Segmentation Fault with pm.MatrixNormal

I have a pymc3 model with parameters sampled from the pm.MatrixNormal. The size of the matrix is 768*30. But while running the model I am getting segmentation fault. But reducing number of parameters is helping. Are those numbers too big to handle for pymc3 models? If needed I can elaborate my model in more details. Any help is welcome.

A segfault is always a pretty bad bug. Could you post something that I can reproduce? (github is a better place for this, but here is fine too if you prefer).

Here is the piece of code you can try:

with pm.Model() as model:

    #prior sampling
    u = pm.MvNormal('u',mu=mu_u,cov=cov_u,shape=u_dim)
    transcript0 = pm.MvNormal('transcript0',mu=mu_trans,cov=cov_trans,shape=trans_dim)
    eta_u_transcript = pm.MatrixNormal('eta_u_transcript',colcov=cov_u, rowcov=cov_trans, shape=(trans_dim, u_dim))
    
    sigma_transcript_sq = pm.InverseGamma('sigma_transcript_sq',alpha=1,beta=1)

    transcript_mean =   tt.dot(eta_u_transcript ,u)+transcript0 
    transcript = pm.MvNormal('transcript', mu= transcript_mean, cov = sigma_transcript_sq*np.eye(trans_dim), observed = data["transcript"] )  
    trace=pm.sample()

where

mu_u = np.zeros(u_dim)
cov_u = np.eye(u_dim)
mu_trans = np.zeros(trans_dim)
cov_trans = np.eye(trans_dim)

and in my case:

u_dim, trans_dim = 30, 768

and

`len(data["transcript"])= 2400`

Please let me know if you need anything else.

Hm, I get a shape error with this code:

import pandas as pd
import theano.tensor as tt
import pandas as pd

u_dim, trans_dim = 30, 768

mu_u = np.zeros(u_dim)
cov_u = np.eye(u_dim)
mu_trans = np.zeros(trans_dim)
cov_trans = np.eye(trans_dim)


data = pd.DataFrame({"transcript": np.random.randn(2400)})

Given exercise 1:
Pull out every line of the records below that contains the string "windshield", and copy each one in full. Case counts when matching.

Entries provided:
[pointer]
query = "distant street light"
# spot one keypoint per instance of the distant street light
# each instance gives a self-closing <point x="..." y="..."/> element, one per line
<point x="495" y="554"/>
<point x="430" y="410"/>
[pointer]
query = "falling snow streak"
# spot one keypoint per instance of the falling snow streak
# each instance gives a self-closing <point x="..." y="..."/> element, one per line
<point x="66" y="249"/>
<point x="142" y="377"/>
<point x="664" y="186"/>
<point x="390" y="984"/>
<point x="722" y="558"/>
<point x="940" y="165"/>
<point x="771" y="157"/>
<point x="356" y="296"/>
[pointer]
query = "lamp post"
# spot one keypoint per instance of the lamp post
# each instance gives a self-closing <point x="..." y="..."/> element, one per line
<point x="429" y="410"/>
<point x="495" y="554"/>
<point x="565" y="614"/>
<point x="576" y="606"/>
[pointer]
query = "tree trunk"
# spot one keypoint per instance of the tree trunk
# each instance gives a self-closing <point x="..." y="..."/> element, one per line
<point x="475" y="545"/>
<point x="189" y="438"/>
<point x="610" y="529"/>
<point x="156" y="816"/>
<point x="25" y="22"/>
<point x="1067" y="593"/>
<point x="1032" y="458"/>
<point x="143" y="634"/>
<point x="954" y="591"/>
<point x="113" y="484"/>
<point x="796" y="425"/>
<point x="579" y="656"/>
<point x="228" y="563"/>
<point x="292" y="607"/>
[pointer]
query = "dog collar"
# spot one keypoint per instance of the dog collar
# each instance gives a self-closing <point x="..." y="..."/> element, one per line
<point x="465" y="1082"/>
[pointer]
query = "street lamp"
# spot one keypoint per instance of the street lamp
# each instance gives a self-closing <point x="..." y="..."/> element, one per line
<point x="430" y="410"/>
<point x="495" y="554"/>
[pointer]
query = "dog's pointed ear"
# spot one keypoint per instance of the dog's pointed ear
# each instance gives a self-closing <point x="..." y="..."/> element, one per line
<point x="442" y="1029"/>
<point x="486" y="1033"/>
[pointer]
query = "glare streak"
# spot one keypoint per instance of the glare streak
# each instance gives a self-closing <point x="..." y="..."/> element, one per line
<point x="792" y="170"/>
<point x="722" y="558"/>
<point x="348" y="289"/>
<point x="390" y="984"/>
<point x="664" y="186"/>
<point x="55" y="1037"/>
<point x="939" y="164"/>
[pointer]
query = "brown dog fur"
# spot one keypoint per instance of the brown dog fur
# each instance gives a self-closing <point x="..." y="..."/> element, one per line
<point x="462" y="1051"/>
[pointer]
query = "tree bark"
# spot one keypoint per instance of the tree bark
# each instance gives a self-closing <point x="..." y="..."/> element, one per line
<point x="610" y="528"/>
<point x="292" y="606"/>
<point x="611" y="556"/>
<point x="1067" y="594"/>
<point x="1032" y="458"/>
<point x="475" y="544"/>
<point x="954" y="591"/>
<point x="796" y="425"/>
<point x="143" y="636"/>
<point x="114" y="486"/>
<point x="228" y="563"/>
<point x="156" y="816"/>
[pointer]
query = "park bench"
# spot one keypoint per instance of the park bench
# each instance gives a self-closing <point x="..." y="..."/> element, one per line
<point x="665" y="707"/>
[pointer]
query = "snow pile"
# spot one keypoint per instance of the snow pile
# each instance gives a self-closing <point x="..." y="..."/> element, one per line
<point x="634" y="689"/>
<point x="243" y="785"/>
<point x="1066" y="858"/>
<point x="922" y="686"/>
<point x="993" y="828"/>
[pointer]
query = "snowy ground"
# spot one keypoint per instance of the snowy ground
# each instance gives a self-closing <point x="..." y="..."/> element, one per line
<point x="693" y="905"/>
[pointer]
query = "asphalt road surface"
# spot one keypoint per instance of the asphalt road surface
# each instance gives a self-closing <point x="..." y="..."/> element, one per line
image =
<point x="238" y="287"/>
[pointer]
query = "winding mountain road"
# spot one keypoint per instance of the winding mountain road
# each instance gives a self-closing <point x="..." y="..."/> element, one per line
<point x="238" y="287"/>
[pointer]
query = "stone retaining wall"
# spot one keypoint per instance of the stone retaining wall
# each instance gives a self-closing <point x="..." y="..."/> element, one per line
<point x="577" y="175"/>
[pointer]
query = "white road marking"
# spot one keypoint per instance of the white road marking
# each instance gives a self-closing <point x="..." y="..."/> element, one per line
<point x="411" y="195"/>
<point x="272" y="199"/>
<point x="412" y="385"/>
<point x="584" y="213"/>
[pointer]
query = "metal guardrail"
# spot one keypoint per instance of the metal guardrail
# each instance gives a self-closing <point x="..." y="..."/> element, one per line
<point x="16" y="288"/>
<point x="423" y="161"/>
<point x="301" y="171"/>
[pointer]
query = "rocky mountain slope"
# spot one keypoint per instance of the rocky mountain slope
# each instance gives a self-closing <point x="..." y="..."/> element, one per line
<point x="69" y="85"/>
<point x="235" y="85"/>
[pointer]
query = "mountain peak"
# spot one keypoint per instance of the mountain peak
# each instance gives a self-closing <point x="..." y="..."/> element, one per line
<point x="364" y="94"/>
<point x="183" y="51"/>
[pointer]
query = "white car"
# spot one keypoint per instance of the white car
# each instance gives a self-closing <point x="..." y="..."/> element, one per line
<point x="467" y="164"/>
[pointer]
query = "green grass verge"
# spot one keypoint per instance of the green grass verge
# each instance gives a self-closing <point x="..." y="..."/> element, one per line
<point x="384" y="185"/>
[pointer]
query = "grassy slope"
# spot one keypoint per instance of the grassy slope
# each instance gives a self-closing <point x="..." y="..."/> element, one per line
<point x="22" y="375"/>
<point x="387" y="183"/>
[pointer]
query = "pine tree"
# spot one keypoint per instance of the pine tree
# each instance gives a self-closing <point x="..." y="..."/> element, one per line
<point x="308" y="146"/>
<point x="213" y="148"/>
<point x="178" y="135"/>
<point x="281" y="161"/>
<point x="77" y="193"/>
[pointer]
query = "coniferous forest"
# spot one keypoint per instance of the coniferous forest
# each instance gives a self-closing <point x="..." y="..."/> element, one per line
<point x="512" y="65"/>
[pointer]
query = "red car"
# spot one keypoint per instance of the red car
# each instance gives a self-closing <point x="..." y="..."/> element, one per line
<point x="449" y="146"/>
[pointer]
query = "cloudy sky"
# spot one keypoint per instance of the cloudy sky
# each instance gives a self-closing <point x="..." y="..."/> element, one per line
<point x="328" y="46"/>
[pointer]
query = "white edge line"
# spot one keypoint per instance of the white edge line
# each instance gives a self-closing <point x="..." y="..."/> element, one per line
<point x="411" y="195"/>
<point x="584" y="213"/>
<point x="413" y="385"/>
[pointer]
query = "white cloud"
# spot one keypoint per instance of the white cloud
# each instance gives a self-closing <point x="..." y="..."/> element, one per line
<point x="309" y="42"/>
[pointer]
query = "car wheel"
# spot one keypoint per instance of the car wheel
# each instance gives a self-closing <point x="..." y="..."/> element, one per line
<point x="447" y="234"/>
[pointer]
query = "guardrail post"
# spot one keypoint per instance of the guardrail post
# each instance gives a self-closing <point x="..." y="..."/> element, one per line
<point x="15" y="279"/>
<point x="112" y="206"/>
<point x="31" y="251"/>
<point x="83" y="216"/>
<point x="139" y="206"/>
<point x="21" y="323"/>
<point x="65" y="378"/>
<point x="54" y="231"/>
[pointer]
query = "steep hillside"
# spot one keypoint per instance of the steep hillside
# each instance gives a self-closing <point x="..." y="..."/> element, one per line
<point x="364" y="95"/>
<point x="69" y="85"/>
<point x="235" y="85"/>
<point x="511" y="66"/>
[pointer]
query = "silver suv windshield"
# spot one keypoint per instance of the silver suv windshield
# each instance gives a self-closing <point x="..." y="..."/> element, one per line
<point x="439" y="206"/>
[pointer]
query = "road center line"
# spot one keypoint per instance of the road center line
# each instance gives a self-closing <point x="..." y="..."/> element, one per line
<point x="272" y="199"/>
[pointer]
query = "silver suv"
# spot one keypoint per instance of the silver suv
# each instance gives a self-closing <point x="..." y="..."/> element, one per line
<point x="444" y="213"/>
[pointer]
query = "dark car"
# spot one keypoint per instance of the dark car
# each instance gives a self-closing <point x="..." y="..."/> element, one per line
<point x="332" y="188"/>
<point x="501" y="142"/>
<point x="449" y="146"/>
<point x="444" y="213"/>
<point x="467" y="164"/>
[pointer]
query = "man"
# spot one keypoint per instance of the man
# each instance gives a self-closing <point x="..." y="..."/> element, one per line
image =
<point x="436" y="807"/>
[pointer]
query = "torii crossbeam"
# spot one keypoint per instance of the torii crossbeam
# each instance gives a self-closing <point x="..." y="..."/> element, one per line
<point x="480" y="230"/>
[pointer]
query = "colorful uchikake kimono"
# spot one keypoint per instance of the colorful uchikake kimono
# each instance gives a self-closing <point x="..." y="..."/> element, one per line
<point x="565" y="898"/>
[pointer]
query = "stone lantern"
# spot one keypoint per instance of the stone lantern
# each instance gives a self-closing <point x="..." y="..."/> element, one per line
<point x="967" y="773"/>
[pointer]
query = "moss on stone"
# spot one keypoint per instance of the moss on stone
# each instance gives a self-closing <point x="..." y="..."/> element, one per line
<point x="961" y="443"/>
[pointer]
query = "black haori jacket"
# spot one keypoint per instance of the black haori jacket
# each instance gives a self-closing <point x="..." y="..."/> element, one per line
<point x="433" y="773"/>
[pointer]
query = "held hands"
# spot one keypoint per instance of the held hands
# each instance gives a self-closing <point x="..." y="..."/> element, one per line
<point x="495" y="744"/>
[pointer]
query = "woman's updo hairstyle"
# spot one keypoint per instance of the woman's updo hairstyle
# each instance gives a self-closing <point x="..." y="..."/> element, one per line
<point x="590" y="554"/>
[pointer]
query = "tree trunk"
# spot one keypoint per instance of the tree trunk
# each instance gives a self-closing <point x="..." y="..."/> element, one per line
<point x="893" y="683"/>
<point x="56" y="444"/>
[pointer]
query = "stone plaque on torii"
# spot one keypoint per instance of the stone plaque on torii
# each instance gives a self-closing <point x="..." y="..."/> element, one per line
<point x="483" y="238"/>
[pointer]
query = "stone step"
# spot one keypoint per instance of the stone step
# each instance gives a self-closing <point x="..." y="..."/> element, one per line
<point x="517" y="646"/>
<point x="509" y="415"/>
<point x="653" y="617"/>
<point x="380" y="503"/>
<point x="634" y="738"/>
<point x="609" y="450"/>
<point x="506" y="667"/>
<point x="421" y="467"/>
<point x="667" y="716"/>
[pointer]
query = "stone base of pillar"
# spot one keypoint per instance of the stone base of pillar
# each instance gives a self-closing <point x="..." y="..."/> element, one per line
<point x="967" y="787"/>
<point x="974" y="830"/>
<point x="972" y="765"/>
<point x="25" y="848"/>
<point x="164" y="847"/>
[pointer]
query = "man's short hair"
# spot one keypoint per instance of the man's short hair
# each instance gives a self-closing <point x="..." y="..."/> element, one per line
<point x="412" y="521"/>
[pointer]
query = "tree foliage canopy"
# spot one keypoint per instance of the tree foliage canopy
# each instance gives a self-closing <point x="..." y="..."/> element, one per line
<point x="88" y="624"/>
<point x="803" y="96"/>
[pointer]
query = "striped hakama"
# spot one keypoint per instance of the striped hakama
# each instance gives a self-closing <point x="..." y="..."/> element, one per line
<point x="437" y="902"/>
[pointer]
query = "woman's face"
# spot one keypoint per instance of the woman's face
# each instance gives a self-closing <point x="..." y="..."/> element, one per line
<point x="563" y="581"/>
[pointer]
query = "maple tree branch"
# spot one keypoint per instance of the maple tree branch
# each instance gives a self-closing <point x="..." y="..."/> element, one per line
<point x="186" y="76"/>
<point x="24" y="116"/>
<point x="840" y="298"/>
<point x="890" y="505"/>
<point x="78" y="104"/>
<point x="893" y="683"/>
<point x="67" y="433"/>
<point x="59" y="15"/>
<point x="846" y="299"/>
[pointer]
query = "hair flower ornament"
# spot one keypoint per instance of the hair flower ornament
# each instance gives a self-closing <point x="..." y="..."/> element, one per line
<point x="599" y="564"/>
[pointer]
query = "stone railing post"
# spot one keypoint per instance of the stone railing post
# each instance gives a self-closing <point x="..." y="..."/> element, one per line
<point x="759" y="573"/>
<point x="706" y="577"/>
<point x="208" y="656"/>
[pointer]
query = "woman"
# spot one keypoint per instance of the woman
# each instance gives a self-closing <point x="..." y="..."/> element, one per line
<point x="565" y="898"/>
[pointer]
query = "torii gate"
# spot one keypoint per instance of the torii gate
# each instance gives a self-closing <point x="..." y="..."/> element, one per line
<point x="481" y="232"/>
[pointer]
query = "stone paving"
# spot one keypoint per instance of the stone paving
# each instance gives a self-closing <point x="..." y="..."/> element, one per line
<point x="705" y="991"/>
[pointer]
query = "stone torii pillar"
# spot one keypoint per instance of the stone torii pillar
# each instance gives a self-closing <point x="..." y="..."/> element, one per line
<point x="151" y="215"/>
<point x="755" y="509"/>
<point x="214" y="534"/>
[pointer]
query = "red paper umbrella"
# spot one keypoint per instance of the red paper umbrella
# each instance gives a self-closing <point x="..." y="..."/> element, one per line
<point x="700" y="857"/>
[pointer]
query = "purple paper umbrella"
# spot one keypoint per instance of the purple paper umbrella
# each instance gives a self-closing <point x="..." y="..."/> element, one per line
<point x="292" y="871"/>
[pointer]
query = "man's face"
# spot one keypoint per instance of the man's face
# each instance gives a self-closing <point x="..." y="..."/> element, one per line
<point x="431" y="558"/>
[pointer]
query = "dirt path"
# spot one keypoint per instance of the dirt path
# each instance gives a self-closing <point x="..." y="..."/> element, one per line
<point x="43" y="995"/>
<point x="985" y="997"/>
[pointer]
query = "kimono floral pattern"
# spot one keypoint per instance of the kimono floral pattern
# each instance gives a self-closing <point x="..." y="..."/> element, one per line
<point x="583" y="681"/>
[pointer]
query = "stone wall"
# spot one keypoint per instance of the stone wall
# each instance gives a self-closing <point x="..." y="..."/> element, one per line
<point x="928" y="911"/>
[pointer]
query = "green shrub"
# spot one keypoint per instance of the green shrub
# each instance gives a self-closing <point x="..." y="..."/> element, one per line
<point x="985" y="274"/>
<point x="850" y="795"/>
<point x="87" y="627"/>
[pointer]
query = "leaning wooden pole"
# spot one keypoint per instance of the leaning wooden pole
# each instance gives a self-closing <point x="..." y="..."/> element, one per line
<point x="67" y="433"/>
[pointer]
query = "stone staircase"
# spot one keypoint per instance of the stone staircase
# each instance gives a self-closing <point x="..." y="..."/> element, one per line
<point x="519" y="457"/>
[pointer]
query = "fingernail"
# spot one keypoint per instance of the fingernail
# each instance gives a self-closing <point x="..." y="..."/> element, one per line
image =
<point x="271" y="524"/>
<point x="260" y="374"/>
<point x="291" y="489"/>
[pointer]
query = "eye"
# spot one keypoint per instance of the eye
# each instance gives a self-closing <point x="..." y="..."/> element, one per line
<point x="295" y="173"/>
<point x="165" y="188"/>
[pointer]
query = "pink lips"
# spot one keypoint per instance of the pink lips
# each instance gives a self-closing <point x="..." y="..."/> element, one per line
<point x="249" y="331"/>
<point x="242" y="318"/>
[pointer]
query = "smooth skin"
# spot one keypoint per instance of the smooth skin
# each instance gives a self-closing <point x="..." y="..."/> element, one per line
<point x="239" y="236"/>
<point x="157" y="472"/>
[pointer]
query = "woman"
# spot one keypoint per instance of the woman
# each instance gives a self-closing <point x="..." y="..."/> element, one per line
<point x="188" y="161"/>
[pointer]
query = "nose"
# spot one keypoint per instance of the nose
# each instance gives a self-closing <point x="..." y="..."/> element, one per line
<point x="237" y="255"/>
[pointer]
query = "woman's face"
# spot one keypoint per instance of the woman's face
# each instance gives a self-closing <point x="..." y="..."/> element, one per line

Given exercise 2:
According to the thread above on the pm.MatrixNormal segmentation fault, what size is the matrix in the original poster's model?

Output 1:
query = "silver suv windshield"
# spot one keypoint per instance of the silver suv windshield

Output 2:
768*30.